CHALLENGE A
Answer these questions about the Swift mailing-list excerpt:
(i) Who wrote the message dated Dec 18, 2015, at 3:24 PM?
(ii) According to the excerpt, why are structs more difficult than objects?
(iii) Under the proposal in the excerpt's final paragraph, which types get the default property storage?
CHALLENGE B
Extend the Swift mailing-list excerpt on adding stored state to existing types, picking up after its last sentence.

SUPPLIED PASSAGE
> On Dec 18, 2015, at 3:24 PM, Kevin Ballard via swift-evolution 
> <swift-evolution@swift.org> wrote:
> 
> On Fri, Dec 18, 2015, at 03:15 PM, Joe Groff via swift-evolution wrote:
>> 
>>> On Dec 18, 2015, at 12:49 PM, Brent Royal-Gordon via swift-evolution 
>>> <swift-evolution@swift.org> wrote:
>>> 
>>>> I only see the benefits on this.
>>>>    • We don't have to store all states in one file. States can be stored 
>>>> separately. So, we can write code in more composition style.
>>>>    • We can add new states to the existing type. Not just NSObject 
>>>> subclass with associated object.
>>> 
>>> I think people generally want this; the question is how to implement it, 
>>> and especially how to implement it *without* either limiting it to types in 
>>> the same module, or dangling what amounts to a dictionary off every single 
>>> object and struct. (Structs are more difficult than objects, because they 
>>> don’t have stable identities.) Any ideas?
>> 
>> You could say that types whose conformance to the protocol lives in the same 
>> module as the type itself get the default property storage, but external 
>> extensions that introduce the conformance can't use the default stored 
>> property and have to supply their own implementation.

RECORDED DATA
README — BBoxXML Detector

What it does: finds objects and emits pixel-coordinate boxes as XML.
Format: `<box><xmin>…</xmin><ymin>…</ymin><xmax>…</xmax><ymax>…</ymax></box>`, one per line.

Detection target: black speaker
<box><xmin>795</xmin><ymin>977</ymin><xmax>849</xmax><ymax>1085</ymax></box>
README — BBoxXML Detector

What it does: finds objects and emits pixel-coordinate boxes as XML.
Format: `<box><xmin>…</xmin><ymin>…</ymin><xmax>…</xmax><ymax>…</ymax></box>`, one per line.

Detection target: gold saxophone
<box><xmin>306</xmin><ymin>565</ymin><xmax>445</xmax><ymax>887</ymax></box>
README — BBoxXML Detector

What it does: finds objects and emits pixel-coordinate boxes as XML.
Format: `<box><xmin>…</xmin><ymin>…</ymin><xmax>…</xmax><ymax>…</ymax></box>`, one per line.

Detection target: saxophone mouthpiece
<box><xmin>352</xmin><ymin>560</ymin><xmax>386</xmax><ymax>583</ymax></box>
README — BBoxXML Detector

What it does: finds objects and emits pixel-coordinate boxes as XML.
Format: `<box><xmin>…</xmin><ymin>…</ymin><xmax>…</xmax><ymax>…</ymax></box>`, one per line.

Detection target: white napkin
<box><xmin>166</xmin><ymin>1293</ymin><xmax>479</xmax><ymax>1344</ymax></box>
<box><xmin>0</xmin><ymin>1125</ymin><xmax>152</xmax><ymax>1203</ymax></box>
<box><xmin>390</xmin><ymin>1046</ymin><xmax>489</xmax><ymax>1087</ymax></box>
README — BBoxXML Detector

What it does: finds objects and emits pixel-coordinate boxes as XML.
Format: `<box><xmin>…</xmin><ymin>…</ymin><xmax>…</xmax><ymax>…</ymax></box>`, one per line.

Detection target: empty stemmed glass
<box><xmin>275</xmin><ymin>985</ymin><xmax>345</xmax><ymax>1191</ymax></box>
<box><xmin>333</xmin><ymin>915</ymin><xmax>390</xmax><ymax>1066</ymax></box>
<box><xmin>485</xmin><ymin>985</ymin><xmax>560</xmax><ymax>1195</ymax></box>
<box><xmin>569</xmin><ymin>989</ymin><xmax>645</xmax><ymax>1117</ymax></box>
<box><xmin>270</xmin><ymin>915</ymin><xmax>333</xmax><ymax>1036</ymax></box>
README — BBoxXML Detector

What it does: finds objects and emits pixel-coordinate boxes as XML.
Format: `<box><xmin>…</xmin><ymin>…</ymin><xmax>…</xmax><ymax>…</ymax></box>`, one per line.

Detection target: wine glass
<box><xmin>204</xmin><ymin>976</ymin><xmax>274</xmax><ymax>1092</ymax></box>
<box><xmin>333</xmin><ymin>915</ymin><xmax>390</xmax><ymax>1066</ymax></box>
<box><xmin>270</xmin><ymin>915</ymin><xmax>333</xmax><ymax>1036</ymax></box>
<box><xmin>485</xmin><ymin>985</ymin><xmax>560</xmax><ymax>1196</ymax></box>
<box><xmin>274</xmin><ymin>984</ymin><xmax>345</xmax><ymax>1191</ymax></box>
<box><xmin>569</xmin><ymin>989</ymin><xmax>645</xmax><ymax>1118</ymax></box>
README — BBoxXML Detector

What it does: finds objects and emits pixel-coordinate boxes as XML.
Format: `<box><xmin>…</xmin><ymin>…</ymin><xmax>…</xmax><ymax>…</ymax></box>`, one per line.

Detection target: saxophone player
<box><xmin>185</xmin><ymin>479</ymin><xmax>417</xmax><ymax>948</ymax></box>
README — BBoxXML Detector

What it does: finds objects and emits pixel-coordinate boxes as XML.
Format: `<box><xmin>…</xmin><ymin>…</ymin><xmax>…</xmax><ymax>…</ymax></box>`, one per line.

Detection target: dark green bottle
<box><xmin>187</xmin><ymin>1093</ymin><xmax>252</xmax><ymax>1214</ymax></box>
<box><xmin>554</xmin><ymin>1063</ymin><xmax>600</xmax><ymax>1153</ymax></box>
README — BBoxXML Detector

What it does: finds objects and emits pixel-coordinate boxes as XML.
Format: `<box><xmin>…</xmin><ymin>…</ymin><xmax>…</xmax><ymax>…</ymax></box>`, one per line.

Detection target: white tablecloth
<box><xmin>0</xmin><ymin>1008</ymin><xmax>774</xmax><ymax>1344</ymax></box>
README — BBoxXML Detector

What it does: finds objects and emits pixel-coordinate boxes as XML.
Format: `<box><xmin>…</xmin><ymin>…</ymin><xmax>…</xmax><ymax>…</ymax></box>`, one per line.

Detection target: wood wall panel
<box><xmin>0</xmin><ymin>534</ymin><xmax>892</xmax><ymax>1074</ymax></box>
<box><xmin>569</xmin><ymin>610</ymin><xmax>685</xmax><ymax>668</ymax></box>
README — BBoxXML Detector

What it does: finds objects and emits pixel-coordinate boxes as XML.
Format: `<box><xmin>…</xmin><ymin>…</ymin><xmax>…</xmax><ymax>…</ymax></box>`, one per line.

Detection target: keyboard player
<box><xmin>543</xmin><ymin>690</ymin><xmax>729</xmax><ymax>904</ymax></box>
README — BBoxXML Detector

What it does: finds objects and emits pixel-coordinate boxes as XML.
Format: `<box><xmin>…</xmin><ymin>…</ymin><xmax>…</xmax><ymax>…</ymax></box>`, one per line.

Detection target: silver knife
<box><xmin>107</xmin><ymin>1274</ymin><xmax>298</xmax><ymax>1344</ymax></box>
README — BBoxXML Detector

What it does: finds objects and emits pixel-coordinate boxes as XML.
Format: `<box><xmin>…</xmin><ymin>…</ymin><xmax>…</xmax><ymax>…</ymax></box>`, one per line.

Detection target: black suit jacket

RIGHT ANSWER A
(i) Kevin Ballard
(ii) Structs don't have stable identities.
(iii) Types whose conformance to the protocol lives in the same module as the type itself

RIGHT ANSWER B
> 
> AFAIK there's no precedent today for extensions in the same module being able 
> to do things that extensions in other modules can't do (beyond accessing 
> `internal` members of course). I'm not completely opposed to the idea, but I 
> would want to be very careful and make sure there's an extremely clear 
> benefit to changing it so extensions in the same module can add extra storage.
> 
> One potentially large downside is you can no longer look at a type 
> declaration and find out how large it is. For example, I could define
> 
> struct Foo {
>    var x: Int
> }
> 
> and it looks like a tiny struct, but I could then add an extension in a 
> separate file that bloats that out to some ridiculously massive struct, and 
> that wouldn't be obvious from looking at it.
> 
> That said, when looking at a definition imported from another module, you 
> can't see which properties are computed and which are stored anyway, so it's 
> maybe not a huge deal (although you can assume any property defined in an 
> extension is computed). But it is still something to consider.

True, this is a tradeoff. We've discussed moving in the direction of allowing 
same-module extensions to do anything that can be done in the original type 
declaration, to allow freedom of organization without arbitrary rules about 
what must go in the type, but sizing instances was one of our concerns. (You 
could always peek at the LLVM IR if you want to know for sure what's getting 
generated.)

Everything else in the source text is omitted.